Sixth metal? I’m hoping. Although I still don’t know what he’s talking about. Welcome to my world. The assignment I thought was so easy last week was apparently more confusing than I thought. Ah well. So be it. One of the wonders of teaching a school that is 90% or more English language learners.

So what else went on? Well, I traced a lot…over three hours on Saturday night…

We went to a friend’s birthday party early in the evening, and then the man watched his show and I listened to mine. When I’m tracing, I really need something that is mostly listening, not much watching.

No closed captioning, no foreign language, no action without words. Last night, I only got a little over an hour in…more like normal.

I am a quarter of the way through, but as I was tracing last night, I found a whole section I hadn’t numbered, so now, instead of 1329 pieces, I think there are 1372. Stay tuned for more brain farts.

This weekend was also the start of the Surface Design Association online conference, which I signed up for, and happily listened (and watched) to many artists talk about their work, one while driving to pilates, another while finishing grades, and one while prepping lunches. I miss most of it this week, because it’s all during school hours, but they will be recorded. And Saturday morning will be another batch of webinars I can listen to in real time. Not ideal, but doable. When I wasn’t grading or cooking, I was doing the brainless stuff I can handle at the moment…tracing stuff for blocks of the month, which keep me occupied when I don’t have the strength or energy to stand and trace.

That’s all freezer paper for a block of the month on mushrooms. I’m fully a year behind and totally OK with that. It’s a time filler. I don’t make art every hour of the day. My brain needs a break from ALL the things. Hence working on this in the evenings…

Still not done with the 3rd version of the flowers. Time-fucking-consuming. But relaxing as well. Do this stitch over and over again on 4 flowers. Then do the next stitch.

I also worked on this a little bit…a different part of my brain.

- [Exercise data]:

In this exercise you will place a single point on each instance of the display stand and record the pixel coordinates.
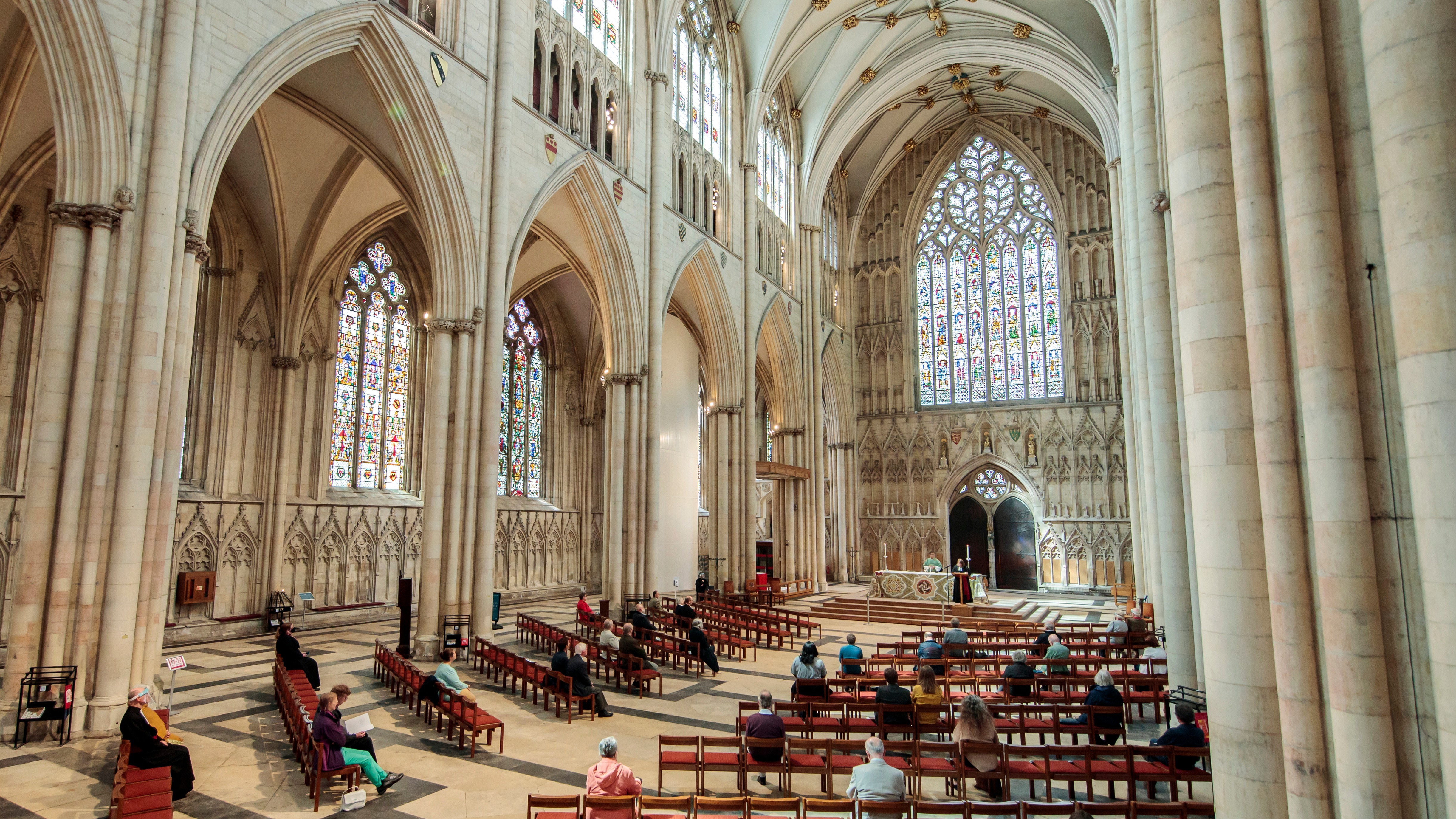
(47, 696)
(455, 633)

- [Task list]:
A: In the blog post about tracing and stitching, how many pieces does the writer now think there are?
B: Please carry on the blog post about tracing and stitching, starting after its last sentence.

- [Answers below]:
A: 1372

B:
Look at the pile of fabrics provided. What do you see? How do they all go together? She needs an eye and IDK what else. More flowers. Perhaps that is a hat and not hair, and she still needs hair. A bird on her head maybe. I think they’re all facing one direction though. We’ll see. This one is different than the other ones…an entire scene instead of just a woman. Interesting.

I didn’t go to Road to California, but one of my quilts did…the left one in that block of five.

I also had a meeting of one of my art groups (on Zoom). I miss that group in person, but it was a really long meeting too. We juried new members in, so I had spent time earlier in the weekend reviewing their work and their statements and taking notes. Usually we jury just from work, but it was nice to hear them talk about their practice. Definitely a plus.

I have another art meeting (on Zoom) on Wednesday. Busy week. Long week. We’re back to 5 days of school finally. I’m just so tired all the time. I go to bed earlier than I used to, per doctor’s orders, but I don’t seem to sleep well…probably because I’m rearranging desks on cobblestones. YES, I know it sounds like rearranging chairs on the Titanic. Fully Fucking Aware of that. It’s fine. This week in science is demos and labs and rock stars. It all makes sense. Art is oil pastels. Hearing that I might have to continue to teach an elective next year…I wish I had one that was less labor- and brain-intensive. Art is hard. Teaching art is harder. I’m not sure I’m cut out for it. It’s not like teaching anything is particularly easy, but there’s this sense of talent/skill that plays in art and I just don’t have the energy for dealing with fixed mindset and art for only one period. If I didn’t have to do science as well? Maybe. We have an art teacher though and I don’t want to be her. Anyway. I get no choices on these things.

Yeah. That. You can’t tell that’s what I’m thinking because my mask is on. OK. Gotta go to school with pennies and magnets (lab!) and hopefully grade a bunch of things about balloons that don’t talk about sexy metals, and then meet with my team about field trips (what??? Finally!), and then come home and do more of that tracing thing. Plus bingewatch that show I’m listening to, because it disappears on January 31 and that isn’t that far away. Plus get enough sleep and exercise. Got it.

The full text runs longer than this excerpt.